▸ **EXERCISE MATERIALS**:
^^^^^^^^^^^^^^^^

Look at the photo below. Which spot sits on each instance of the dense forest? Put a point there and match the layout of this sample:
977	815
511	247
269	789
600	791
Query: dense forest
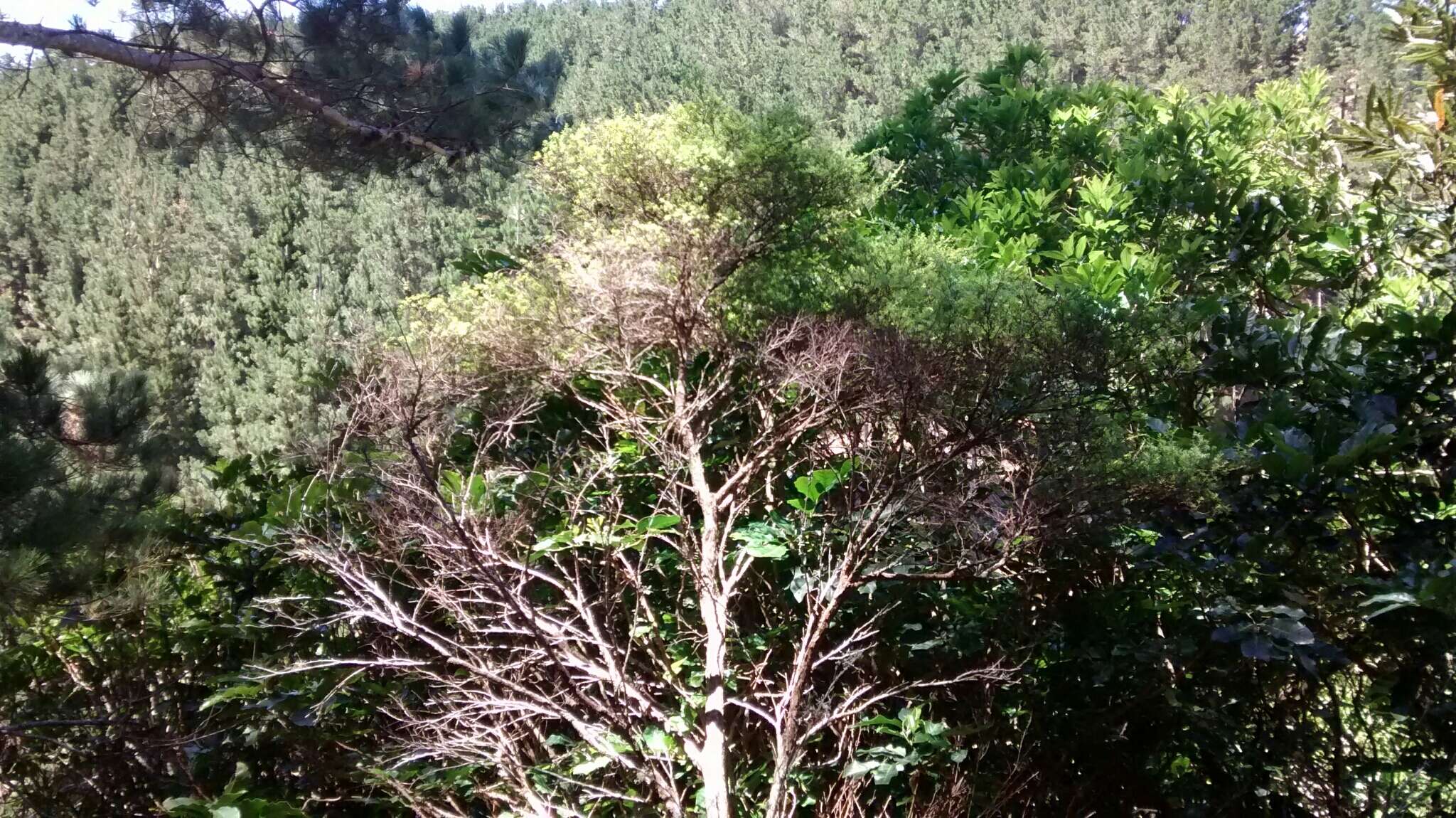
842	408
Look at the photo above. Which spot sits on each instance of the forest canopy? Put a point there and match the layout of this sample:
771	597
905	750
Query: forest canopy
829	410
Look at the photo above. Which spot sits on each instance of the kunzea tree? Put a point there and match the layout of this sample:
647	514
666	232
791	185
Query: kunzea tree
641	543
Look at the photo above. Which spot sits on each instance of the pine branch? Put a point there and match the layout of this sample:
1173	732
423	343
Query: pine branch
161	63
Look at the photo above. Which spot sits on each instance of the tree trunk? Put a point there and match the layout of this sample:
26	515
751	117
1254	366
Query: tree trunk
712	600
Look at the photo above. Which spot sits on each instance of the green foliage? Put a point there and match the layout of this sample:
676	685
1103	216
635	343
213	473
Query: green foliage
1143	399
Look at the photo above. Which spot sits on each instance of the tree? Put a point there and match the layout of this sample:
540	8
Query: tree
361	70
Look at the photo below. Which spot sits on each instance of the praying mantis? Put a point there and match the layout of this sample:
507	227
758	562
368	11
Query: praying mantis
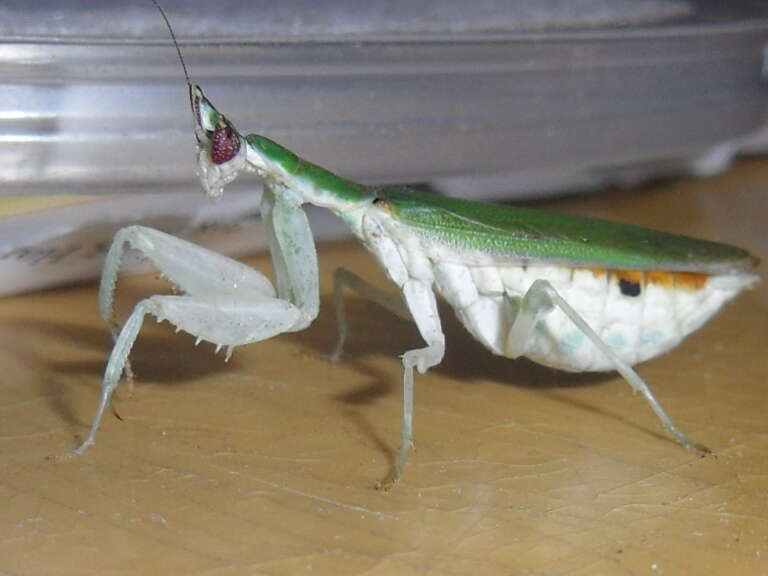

^^^^^^^^^^^^^^^^

▸ **ASSIGNMENT**: Copy out the entries above in full and exactly, skipping every picture.

▸ **OUTPUT FOR THIS TASK**:
Look at the photo below. Which spot sits on each instance of the dense forest? Put a point there and match the layout of this sample:
977	815
511	247
269	789
600	791
Query: dense forest
842	408
Look at the photo above. Which spot sits on each instance of the forest canopy? Put a point there and match the layout of this sample:
771	597
905	750
Query: forest canopy
829	410
Look at the photo above. Which spot sits on each instance of the kunzea tree? Put a point there and match the layout of this sample:
647	514
666	232
791	185
Query: kunzea tree
641	543
Look at the photo above. Which spot sits on each instance of the pine branch? Put a point there and match the layout of this sample:
1173	732
423	343
Query: pine branch
161	63
Look at the photo above. Which spot sits on each instance of the tree trunk? Put a point there and match the layout of this sample:
26	515
751	117
1254	366
Query: tree trunk
712	600
Look at the photo above. Which spot sits on each instance of the green foliage? Put a point there and match the layout of this sample:
676	685
1103	216
635	343
213	473
Query: green foliage
1143	399
Look at the photo above. Which spot sits on each instance of the tree? Put a point there and match the layout of this sample:
540	8
Query: tree
361	70
Look at the photo below. Which spot sits on each instance of the praying mantis? Put a point there and match the layout of this sample:
507	227
758	562
368	11
Query: praying mantis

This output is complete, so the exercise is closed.